Noonan Arms

Irish sept mottos and symbols appear to have been an indingenous tradition predating Norman heraldry, but the modernly-known format is of decidedly medieval character. Murphy reports that there are three heraldic coats of arms and four mottoes for Noonans, suggesting different branches of the sept and changing political allegiances.

Burke’s General Armory describes the Limerick branch’s coat of arms as AR. THREE EAGLES DISPL, GU (‘Silver, three red eagles with wings spread’). The spread eagles represent protection, the silver shield peace.

Another emblem is an upraised arm, which is said to have been an Eoghanacht symbol in the 12th century. Lamh Laidir, “the upraised arm”, is a common Irish euphimism for threat as a deterrent strategy.

Nemhnain Arms2

Nemhnain Arms 1


The four mottoes are: Laimh Laidir a Bua (Strong Hand to Victory); Ex Ardus Perpetuum Nomen (A Perpetual Name Triumphant over Difficulty); Forti et Fideli Nihil Difficile (Nothing is Difficult to the Brave and the Faithful); and Ferox et Celer (Fierce and Fast).  The last three are otherwise known as mottos for the McCarthy Earl of Clancarty, Viscount Muskerry, and The McCarthy Reagh respectively.

Ferox et Celer sometimes accompanies the arms showing three eagles for O’Nuanáin.

Forti et Fideli Nihil Difficile was a Norman Fitzgerald motto as well as the motto of a McCarthy sept. It was adopted by the Fitzmaurice Deans of Springfield Castle in Broadford and is chiseled into the lintel of the castle’s stone gate, which probably accounts for its association with the Noonan name.

### DATA PROVIDED
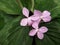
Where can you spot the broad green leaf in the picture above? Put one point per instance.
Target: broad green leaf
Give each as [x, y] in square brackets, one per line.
[52, 37]
[51, 5]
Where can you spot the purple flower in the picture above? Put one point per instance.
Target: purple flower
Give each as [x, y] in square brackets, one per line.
[39, 31]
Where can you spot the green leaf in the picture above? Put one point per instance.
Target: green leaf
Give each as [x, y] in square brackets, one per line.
[52, 37]
[13, 6]
[9, 6]
[1, 22]
[51, 5]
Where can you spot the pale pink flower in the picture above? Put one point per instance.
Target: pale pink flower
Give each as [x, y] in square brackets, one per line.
[45, 15]
[39, 31]
[28, 20]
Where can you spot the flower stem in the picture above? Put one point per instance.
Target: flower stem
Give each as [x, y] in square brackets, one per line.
[19, 3]
[32, 8]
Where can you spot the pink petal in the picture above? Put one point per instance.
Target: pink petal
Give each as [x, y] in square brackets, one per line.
[25, 12]
[43, 29]
[46, 19]
[35, 17]
[46, 13]
[37, 12]
[23, 22]
[30, 22]
[32, 32]
[36, 23]
[40, 35]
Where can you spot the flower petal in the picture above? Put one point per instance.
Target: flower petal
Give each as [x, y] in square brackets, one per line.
[40, 35]
[45, 13]
[23, 22]
[46, 19]
[37, 12]
[43, 29]
[25, 12]
[32, 32]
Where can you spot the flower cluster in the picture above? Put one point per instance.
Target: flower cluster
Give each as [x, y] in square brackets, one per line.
[35, 20]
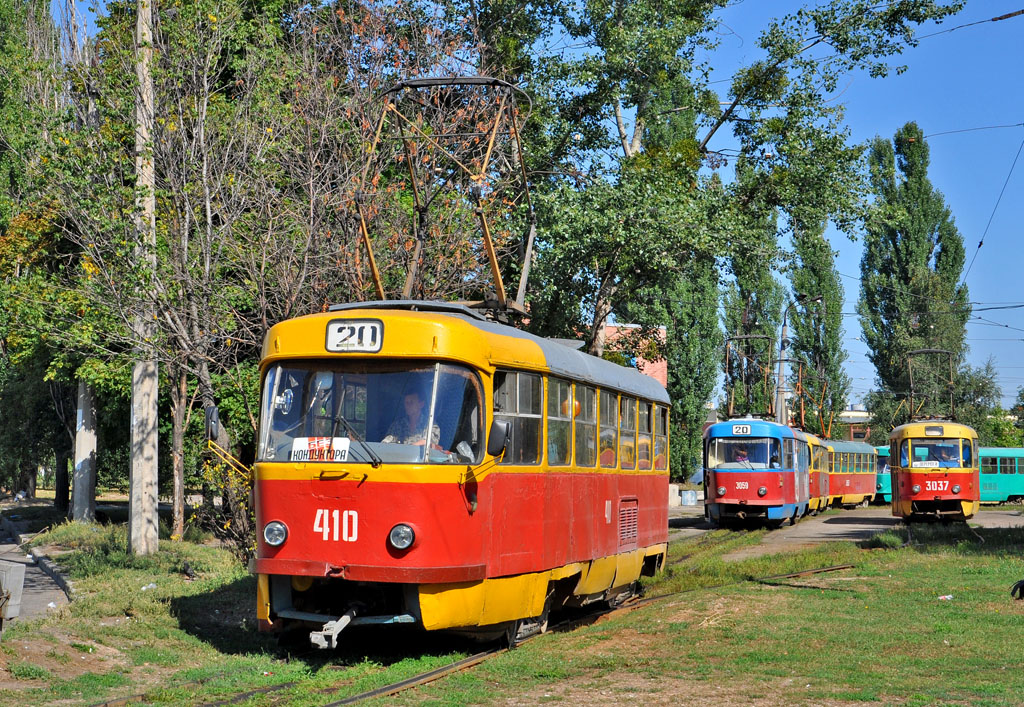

### PROMPT A
Duplicate the Noonan arms passage word for word, from "Ferox et Celer sometimes" up to and including "the Noonan name.".
### PROMPT B
In the Noonan arms passage, where is the motto Forti et Fideli Nihil Difficile chiseled?

### TASK RESULT A
Ferox et Celer sometimes accompanies the arms showing three eagles for O’Nuanáin.

Forti et Fideli Nihil Difficile was a Norman Fitzgerald motto as well as the motto of a McCarthy sept. It was adopted by the Fitzmaurice Deans of Springfield Castle in Broadford and is chiseled into the lintel of the castle’s stone gate, which probably accounts for its association with the Noonan name.

### TASK RESULT B
Into the lintel of the stone gate of Springfield Castle in Broadford.